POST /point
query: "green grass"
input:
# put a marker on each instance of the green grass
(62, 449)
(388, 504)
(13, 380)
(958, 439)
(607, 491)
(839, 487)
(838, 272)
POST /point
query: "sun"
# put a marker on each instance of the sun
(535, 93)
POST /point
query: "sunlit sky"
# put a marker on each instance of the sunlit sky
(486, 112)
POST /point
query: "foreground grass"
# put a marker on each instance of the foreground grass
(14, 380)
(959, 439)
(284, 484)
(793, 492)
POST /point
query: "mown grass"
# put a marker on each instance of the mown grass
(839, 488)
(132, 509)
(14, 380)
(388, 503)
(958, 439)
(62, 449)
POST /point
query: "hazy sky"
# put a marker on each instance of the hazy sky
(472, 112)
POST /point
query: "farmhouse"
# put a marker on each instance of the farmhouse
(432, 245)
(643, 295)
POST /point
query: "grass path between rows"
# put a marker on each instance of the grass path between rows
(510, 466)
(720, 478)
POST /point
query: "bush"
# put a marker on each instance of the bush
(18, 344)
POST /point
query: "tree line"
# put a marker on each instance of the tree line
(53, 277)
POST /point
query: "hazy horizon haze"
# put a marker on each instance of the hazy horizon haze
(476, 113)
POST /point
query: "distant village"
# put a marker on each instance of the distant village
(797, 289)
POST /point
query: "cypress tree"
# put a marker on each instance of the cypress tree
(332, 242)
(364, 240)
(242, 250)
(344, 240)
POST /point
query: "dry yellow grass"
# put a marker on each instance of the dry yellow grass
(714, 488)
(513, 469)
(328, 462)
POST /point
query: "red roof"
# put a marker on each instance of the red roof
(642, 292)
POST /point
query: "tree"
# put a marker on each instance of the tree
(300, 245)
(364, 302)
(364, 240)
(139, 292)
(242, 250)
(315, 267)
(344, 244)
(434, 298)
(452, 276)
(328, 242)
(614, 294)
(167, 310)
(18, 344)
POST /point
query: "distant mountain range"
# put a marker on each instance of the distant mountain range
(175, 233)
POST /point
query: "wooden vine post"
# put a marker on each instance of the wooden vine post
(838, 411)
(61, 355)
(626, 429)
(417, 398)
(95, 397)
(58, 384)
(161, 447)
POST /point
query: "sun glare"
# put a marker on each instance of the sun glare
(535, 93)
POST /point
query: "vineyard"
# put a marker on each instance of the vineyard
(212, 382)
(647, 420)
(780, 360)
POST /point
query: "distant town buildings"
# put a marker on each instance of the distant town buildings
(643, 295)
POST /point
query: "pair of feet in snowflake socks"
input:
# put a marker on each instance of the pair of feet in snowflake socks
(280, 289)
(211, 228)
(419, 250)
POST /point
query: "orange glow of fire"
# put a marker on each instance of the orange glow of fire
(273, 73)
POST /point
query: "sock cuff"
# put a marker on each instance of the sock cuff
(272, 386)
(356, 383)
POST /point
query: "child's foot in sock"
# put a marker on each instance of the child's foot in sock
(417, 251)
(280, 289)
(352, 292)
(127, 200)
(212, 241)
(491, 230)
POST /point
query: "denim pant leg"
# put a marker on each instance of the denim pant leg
····················
• **TO BE DONE**
Extract each line of the material above that contains the string "cypress", matching case exactly.

• **FULL SOLUTION**
query: "cypress tree"
# put a marker on each instance of the cypress tree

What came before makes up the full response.